## Problem A
Answer these questions about the Minus the Bear review:
(i) Which song opens the disc?
(ii) Who produced and mixed OMNI?
(iii) Whose keyboards add flavor to the opening number?
## Problem B
Pick up the Minus the Bear album review after its final sentence and keep writing in the same voice.
[Passage for review Boundary: Start]
Minus the Bear
May 4, 2010
The quintet’s bright, light-hearted music belies the Seattle stereotype that – while it continues to evolve – is still often associated with darker, simpler music. The disc opens with “My Time” a buoyant little number that features interesting flavors courtesy of Alex Rose’s keyboards. He knows when to reign it in and when to offer up just the right amount of splash.
There is not a weak link on this disc, but there is a hero. Joe Chiccarelli produced and mixed OMNI with a deft hand and a highly focused ear. When five musician come together to create something this intricate – the mixing becomes a puzzle that has to be perfectly nuanced. Chiccarelli handles the task with (seemingly) effortless aplomb.
Stamping your music with their own individual DNA is a must for bands who want to stand out these days. Many bands take something they have heard on the radio and end up regurgitating it and calling it new.
[Passage for review Boundary: End]
[Data records Boundary: Start]
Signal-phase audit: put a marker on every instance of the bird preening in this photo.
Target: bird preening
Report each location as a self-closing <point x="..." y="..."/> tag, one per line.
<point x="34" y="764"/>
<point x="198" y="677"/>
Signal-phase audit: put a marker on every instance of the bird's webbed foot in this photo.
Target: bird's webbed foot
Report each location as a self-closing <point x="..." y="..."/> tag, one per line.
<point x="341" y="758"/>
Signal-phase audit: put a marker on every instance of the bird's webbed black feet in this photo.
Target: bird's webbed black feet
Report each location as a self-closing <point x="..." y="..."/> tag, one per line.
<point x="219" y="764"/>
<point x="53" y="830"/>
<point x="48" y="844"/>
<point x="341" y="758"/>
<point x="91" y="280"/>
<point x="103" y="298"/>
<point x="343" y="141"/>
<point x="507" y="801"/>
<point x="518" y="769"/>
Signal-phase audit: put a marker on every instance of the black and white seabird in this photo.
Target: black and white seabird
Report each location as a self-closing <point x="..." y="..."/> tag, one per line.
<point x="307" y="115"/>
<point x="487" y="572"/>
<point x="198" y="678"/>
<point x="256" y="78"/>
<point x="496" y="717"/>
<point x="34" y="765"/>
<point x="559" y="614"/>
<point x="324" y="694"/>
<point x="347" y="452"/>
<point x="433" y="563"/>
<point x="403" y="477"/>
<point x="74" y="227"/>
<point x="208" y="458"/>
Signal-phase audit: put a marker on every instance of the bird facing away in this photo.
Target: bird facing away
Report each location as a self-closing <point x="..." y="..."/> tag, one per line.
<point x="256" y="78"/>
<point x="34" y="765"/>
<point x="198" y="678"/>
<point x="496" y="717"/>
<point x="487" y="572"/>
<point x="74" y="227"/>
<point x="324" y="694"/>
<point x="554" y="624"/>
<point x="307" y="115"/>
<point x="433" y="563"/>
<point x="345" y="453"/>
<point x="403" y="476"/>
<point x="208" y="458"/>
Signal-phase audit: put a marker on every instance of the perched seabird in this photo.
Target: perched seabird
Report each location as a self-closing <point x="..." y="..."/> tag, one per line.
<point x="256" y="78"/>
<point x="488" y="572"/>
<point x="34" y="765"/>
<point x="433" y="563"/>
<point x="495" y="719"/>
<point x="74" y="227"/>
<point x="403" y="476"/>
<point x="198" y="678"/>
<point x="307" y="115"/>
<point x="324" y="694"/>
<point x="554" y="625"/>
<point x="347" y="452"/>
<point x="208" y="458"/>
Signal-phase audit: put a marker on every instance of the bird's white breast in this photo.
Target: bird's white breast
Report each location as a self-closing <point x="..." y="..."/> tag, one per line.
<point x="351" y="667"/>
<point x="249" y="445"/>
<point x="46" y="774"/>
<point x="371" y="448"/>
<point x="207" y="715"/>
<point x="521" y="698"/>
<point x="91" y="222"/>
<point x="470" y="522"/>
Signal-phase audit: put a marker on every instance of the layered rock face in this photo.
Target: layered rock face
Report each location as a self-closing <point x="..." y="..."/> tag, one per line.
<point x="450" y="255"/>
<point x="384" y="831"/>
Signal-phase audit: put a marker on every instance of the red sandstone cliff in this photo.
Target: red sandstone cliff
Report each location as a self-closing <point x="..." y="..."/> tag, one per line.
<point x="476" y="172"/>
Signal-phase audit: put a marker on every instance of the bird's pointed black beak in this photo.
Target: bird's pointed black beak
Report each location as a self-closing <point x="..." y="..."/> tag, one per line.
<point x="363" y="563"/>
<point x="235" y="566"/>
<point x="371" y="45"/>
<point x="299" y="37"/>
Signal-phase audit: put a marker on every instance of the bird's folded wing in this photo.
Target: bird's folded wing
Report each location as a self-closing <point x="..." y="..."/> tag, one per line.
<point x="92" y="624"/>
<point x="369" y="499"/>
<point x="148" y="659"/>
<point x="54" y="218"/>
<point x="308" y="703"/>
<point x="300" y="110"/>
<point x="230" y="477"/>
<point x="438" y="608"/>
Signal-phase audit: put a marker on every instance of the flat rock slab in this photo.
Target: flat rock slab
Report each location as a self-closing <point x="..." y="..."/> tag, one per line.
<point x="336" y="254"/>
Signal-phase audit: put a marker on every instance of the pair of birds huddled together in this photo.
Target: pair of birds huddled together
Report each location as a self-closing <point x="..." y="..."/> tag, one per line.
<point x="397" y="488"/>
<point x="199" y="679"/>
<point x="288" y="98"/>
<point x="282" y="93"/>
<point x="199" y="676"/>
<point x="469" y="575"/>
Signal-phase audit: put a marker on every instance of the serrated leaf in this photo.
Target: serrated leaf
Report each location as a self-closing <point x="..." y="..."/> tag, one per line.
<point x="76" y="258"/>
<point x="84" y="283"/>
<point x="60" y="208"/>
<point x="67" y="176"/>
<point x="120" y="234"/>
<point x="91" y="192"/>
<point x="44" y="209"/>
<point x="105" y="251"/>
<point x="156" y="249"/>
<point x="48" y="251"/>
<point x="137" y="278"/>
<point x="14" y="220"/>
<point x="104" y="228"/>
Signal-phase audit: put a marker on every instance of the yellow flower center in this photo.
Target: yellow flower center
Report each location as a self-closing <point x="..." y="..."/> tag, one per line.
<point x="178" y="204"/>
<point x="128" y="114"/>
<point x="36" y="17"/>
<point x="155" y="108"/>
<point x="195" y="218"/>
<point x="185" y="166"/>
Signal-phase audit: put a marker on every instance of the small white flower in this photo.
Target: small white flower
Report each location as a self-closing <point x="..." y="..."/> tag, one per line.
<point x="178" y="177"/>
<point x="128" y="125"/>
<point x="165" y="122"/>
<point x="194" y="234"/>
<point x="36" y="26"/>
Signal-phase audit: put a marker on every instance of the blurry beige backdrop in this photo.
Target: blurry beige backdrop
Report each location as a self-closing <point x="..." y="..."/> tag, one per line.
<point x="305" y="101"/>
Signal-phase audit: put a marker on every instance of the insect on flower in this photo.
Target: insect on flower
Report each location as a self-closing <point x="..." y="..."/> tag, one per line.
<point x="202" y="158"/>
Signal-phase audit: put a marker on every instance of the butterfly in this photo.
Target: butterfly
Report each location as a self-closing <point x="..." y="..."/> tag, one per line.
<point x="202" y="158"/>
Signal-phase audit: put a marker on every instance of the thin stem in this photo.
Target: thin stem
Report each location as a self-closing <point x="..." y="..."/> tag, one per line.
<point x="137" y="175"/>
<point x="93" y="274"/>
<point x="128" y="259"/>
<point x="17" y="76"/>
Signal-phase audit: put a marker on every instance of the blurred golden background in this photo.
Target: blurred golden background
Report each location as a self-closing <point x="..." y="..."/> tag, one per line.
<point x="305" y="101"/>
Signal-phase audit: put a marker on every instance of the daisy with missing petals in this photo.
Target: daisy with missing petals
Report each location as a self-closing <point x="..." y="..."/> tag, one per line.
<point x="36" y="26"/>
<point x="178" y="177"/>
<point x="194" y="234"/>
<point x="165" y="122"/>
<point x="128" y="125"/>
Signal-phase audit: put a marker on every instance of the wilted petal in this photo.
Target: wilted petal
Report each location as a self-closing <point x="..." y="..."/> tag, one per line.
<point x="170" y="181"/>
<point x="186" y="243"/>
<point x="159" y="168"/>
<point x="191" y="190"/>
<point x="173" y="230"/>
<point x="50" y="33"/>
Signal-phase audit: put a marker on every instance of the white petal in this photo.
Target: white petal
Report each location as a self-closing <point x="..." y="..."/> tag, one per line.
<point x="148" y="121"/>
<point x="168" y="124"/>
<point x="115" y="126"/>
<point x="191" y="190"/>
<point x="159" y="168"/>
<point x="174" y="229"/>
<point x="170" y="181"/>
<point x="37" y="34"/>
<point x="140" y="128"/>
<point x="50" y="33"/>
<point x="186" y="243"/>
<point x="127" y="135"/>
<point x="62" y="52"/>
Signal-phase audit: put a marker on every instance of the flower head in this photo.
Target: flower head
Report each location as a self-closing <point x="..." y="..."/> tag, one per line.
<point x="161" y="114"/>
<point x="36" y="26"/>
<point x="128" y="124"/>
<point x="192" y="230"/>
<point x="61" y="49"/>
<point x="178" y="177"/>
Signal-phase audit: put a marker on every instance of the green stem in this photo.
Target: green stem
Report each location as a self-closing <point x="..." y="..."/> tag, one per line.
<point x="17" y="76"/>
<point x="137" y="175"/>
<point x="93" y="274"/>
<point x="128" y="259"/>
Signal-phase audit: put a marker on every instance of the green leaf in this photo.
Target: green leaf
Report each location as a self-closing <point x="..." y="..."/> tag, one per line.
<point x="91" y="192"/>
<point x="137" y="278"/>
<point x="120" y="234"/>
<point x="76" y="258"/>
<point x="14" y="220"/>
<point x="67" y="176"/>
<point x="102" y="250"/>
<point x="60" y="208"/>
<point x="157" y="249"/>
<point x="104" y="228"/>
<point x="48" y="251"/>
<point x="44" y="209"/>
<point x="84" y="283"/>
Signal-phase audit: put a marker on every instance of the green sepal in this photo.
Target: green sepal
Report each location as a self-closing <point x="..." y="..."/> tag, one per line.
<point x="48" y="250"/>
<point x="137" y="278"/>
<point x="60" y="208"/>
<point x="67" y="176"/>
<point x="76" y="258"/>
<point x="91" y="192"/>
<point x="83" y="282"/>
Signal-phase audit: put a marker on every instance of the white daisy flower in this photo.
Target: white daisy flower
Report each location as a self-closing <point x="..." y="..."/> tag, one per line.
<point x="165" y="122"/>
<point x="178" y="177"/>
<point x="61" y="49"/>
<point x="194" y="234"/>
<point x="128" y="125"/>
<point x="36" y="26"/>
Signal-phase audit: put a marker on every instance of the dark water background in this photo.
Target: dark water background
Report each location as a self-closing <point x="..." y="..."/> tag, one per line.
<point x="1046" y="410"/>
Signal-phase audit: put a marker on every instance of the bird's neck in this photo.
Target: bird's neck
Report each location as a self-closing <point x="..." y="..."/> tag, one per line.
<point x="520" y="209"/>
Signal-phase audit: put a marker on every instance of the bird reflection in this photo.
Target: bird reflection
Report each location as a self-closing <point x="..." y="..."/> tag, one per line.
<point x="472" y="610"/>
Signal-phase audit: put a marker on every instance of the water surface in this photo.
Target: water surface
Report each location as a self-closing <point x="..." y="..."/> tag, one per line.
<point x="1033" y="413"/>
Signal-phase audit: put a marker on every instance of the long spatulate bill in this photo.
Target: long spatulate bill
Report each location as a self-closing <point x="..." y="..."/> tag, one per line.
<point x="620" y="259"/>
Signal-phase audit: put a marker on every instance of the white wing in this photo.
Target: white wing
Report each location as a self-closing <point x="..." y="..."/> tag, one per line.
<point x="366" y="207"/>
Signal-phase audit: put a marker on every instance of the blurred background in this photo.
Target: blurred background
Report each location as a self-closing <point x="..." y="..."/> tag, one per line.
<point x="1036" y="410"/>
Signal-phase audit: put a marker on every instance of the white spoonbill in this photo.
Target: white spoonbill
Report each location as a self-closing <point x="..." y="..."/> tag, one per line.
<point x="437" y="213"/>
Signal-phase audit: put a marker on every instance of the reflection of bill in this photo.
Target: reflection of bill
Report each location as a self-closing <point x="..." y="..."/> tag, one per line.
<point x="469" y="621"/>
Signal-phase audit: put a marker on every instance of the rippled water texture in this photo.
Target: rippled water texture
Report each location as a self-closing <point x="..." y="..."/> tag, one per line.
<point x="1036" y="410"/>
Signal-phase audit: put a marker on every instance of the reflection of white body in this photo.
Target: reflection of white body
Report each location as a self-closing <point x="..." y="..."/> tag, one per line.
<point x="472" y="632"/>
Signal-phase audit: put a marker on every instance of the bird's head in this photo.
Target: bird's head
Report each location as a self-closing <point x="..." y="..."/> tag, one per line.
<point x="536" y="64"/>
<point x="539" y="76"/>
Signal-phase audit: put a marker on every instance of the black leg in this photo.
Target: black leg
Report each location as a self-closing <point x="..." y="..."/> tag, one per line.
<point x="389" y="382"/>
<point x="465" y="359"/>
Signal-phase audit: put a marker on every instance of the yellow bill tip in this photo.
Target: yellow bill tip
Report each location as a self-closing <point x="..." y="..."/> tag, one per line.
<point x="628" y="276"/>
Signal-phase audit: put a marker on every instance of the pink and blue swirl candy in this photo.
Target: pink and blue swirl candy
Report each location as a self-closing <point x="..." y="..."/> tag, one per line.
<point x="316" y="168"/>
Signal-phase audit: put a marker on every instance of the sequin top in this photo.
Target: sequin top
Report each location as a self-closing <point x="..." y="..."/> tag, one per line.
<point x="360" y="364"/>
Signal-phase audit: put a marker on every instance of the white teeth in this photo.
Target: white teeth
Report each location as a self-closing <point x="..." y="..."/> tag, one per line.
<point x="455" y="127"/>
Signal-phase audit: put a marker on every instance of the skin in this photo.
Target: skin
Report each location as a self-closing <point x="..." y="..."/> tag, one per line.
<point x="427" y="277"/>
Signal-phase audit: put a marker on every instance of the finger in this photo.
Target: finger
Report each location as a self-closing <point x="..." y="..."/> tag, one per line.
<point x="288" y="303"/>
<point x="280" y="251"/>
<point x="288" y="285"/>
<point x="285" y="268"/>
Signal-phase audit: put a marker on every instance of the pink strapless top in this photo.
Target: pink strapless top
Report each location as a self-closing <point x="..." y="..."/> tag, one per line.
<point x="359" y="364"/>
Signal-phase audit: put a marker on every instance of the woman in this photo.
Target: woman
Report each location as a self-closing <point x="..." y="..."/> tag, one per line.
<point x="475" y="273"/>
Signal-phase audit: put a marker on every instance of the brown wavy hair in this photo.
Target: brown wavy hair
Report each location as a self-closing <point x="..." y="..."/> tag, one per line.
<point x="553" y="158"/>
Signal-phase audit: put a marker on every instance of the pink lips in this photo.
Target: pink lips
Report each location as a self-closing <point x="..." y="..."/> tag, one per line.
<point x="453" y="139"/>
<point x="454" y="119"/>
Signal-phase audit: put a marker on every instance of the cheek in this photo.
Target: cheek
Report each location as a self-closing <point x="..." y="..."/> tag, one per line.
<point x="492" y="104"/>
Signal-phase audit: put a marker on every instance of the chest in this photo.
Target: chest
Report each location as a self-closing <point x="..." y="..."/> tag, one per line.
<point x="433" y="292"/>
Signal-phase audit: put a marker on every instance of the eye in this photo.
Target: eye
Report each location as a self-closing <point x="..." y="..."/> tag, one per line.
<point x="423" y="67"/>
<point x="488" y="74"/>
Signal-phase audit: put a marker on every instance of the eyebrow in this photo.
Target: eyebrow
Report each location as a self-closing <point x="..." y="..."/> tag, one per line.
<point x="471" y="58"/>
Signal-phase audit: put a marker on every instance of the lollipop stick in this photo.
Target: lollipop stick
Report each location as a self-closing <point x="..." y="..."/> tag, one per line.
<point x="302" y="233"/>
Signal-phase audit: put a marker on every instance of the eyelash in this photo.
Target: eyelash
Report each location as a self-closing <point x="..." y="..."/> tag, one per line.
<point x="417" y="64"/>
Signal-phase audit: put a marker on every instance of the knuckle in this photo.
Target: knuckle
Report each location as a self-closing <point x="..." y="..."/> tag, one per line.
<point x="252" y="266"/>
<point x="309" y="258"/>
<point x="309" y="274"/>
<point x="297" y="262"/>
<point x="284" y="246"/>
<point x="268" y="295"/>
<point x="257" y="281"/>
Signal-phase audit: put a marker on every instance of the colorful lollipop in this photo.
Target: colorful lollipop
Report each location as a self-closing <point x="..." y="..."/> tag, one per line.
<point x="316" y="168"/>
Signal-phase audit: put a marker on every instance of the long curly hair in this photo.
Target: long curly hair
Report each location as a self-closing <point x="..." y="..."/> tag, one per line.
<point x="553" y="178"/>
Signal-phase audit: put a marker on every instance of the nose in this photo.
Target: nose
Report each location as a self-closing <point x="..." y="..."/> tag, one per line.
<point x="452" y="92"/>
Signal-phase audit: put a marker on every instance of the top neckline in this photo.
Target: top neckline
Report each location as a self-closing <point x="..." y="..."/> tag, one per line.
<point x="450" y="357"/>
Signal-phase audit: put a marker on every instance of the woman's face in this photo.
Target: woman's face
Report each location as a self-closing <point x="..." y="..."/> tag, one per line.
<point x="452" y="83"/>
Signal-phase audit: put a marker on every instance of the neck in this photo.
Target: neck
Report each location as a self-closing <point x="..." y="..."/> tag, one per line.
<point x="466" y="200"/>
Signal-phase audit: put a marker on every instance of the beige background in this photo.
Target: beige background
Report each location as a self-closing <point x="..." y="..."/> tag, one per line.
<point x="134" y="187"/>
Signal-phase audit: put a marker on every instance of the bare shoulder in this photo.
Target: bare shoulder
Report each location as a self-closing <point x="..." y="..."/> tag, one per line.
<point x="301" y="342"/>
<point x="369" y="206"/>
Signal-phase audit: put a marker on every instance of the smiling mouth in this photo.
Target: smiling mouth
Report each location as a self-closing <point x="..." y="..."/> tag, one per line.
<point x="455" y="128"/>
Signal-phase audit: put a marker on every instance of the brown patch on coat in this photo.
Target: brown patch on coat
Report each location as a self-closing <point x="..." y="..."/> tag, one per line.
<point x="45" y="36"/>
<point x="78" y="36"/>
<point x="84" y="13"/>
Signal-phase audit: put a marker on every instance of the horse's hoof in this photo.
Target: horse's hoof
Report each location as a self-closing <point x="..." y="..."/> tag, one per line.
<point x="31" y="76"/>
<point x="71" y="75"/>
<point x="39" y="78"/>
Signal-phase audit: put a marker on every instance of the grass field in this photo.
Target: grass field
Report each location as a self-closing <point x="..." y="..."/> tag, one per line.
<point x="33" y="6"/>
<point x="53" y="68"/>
[Data records Boundary: End]
## Response area A
(i) "My Time"
(ii) Joe Chiccarelli
(iii) Alex Rose's

## Response area B
Not so with MTB. There are hints of influences throughout – but this is the 21st century. There will be hints of influence in just about every band creating music these days. It seems that two of the biggest influences are Alan Parsons Project and Freedy Johnson. Ironically these are relatively untapped influences in popular music today.
OMNI is set to be the disc that puts MTB into the ears and mouths of fans who are looking for something new that is seriously focused yet somehow still a bit jocular at the same time. Legions of new fans will find them selves scouring MTB’s catalog to see what else is out there.